- **WHAT YOU HAVE TO DO**: Could you output every record below exactly as it appears?

[Stored data entries]
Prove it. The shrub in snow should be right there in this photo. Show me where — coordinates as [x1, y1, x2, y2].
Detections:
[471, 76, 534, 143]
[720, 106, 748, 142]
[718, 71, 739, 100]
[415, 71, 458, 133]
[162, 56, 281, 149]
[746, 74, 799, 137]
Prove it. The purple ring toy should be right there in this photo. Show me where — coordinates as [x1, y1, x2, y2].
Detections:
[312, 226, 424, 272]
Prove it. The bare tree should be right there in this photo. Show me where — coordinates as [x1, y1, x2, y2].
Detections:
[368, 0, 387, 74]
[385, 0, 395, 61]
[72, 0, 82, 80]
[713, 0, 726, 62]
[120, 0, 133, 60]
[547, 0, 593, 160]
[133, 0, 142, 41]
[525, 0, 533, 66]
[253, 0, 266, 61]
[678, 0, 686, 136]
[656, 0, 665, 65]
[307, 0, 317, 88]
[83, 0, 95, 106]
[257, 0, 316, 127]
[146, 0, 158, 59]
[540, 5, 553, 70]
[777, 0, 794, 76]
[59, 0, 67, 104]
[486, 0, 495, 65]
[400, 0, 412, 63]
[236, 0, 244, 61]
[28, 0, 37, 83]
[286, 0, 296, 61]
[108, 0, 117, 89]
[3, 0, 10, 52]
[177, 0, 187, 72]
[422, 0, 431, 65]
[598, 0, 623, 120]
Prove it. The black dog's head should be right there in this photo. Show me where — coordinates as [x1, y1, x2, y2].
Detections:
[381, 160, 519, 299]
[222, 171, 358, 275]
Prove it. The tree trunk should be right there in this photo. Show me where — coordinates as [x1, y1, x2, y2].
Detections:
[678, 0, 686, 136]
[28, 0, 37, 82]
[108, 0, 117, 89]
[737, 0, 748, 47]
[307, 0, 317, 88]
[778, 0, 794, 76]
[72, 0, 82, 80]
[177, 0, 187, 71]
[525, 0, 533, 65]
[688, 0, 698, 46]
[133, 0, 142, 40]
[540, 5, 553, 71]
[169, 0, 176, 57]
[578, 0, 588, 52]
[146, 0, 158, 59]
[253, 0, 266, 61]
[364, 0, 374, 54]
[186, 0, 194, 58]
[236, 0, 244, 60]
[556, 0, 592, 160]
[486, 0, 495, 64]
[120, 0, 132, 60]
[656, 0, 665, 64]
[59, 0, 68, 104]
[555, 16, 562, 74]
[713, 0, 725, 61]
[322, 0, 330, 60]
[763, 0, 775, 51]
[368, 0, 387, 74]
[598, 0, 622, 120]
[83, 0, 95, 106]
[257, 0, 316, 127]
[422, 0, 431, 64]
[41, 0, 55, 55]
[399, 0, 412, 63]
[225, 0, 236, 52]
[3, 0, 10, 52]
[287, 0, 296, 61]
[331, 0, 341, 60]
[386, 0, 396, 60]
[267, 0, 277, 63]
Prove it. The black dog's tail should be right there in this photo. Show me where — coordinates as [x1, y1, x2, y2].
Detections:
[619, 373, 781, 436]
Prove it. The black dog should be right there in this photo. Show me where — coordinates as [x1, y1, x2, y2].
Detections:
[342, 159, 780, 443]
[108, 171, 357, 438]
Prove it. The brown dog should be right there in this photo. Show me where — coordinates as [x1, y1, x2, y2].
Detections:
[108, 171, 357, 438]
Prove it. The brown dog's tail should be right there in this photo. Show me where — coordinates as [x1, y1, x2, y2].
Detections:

- **FINAL ANSWER**:
Prove it. The shrub in snow should be right there in this photo. Show me where — coordinates as [x1, y1, x2, y2].
Detections:
[471, 76, 534, 143]
[720, 106, 748, 142]
[718, 71, 739, 100]
[415, 71, 458, 133]
[162, 56, 281, 149]
[746, 74, 799, 137]
Prove it. The purple ring toy should be right there in this photo. Show me where — coordinates as [x1, y1, x2, y2].
Detections:
[312, 226, 424, 272]
Prove it. The bare tree should be right there in this photo. Show me where — coordinates as [x1, y1, x2, y2].
Detections:
[368, 0, 387, 74]
[385, 0, 395, 61]
[72, 0, 82, 80]
[713, 0, 726, 62]
[120, 0, 133, 60]
[547, 0, 593, 160]
[133, 0, 142, 41]
[525, 0, 533, 66]
[253, 0, 266, 61]
[678, 0, 686, 136]
[656, 0, 665, 65]
[307, 0, 317, 88]
[83, 0, 95, 106]
[257, 0, 316, 127]
[146, 0, 158, 59]
[540, 5, 553, 70]
[777, 0, 794, 76]
[59, 0, 67, 104]
[486, 0, 495, 65]
[400, 0, 412, 63]
[236, 0, 244, 61]
[28, 0, 37, 83]
[286, 0, 296, 61]
[108, 0, 117, 89]
[3, 0, 10, 52]
[177, 0, 187, 72]
[422, 0, 431, 65]
[598, 0, 623, 120]
Prove it. The black dog's head should be right there in this photo. Show me where — coordinates as [x1, y1, x2, y2].
Detections:
[381, 160, 519, 299]
[222, 171, 358, 275]
Prove it. The tree trunk should be right there in this photo. Show me where — coordinates as [x1, y1, x2, y2].
Detections:
[678, 0, 686, 136]
[28, 0, 37, 82]
[108, 0, 117, 89]
[737, 0, 748, 47]
[307, 0, 317, 88]
[778, 0, 794, 76]
[72, 0, 82, 80]
[177, 0, 187, 71]
[525, 0, 533, 65]
[688, 0, 698, 46]
[133, 0, 142, 40]
[540, 5, 553, 71]
[169, 0, 176, 57]
[578, 0, 588, 52]
[146, 0, 158, 59]
[253, 0, 266, 61]
[364, 0, 374, 54]
[186, 0, 194, 58]
[236, 0, 244, 60]
[556, 0, 592, 160]
[486, 0, 495, 64]
[120, 0, 132, 60]
[656, 0, 665, 64]
[59, 0, 68, 104]
[555, 16, 562, 74]
[713, 0, 725, 61]
[322, 0, 330, 60]
[763, 0, 775, 51]
[368, 0, 387, 74]
[598, 0, 622, 120]
[83, 0, 95, 106]
[257, 0, 316, 127]
[422, 0, 431, 64]
[41, 0, 55, 55]
[399, 0, 412, 63]
[225, 0, 236, 52]
[3, 0, 10, 52]
[287, 0, 296, 61]
[331, 0, 341, 60]
[386, 0, 396, 60]
[267, 0, 277, 63]
Prove it. The black dog's tail should be right there in this photo. Show me where — coordinates as [x1, y1, x2, y2].
Detections:
[619, 373, 781, 436]
Prove it. The black dog should be right there in this photo. Show me where — coordinates as [x1, y1, x2, y2].
Detections:
[342, 159, 780, 443]
[108, 171, 357, 438]
Prove it. The brown dog should be right there in this photo. Show me where — coordinates as [x1, y1, x2, y2].
Detections:
[108, 171, 357, 438]
Prove it. The brown dog's tail should be right there in this photo. Show me where — coordinates as [x1, y1, x2, y2].
Detections:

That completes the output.